* What to produce:
All entries need to be written out verbatim, with pictures omitted.
Records shown START
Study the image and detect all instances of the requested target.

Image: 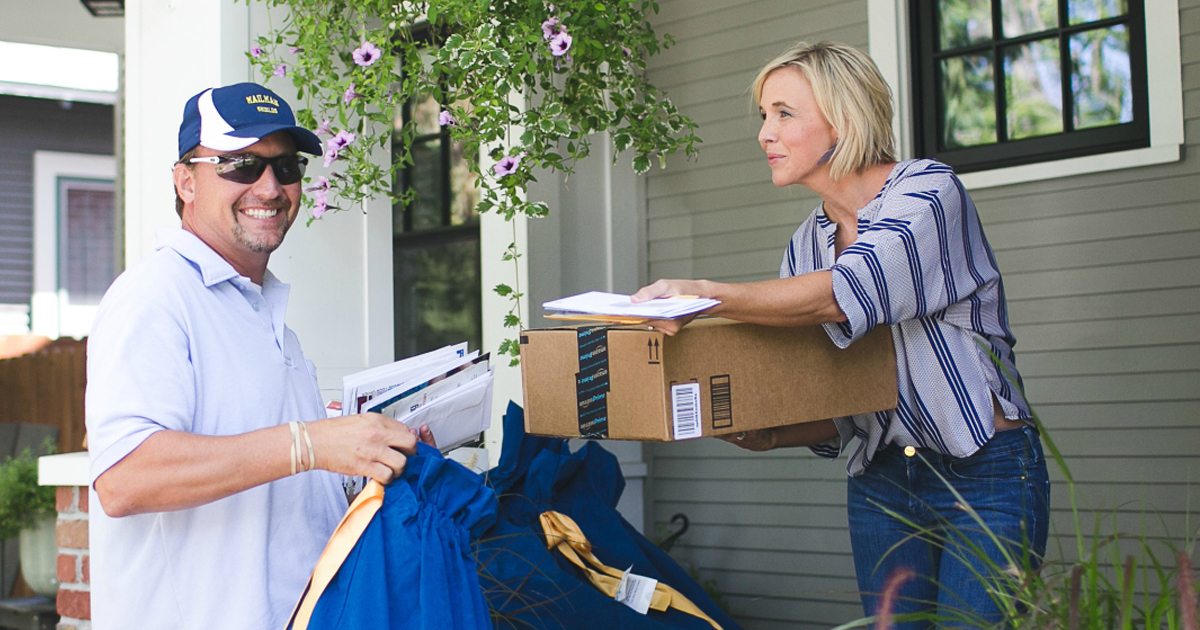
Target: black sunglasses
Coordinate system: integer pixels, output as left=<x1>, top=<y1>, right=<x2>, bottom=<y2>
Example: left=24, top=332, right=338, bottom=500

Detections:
left=187, top=154, right=308, bottom=185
Records shown END
* Answer to this task:
Study the image and detect all instances of the requested target.

Image: 
Target: black sunglasses
Coordinate system: integer pixels, output as left=<x1>, top=<y1>, right=<x2>, bottom=<y2>
Example: left=24, top=332, right=338, bottom=500

Detections:
left=187, top=154, right=308, bottom=185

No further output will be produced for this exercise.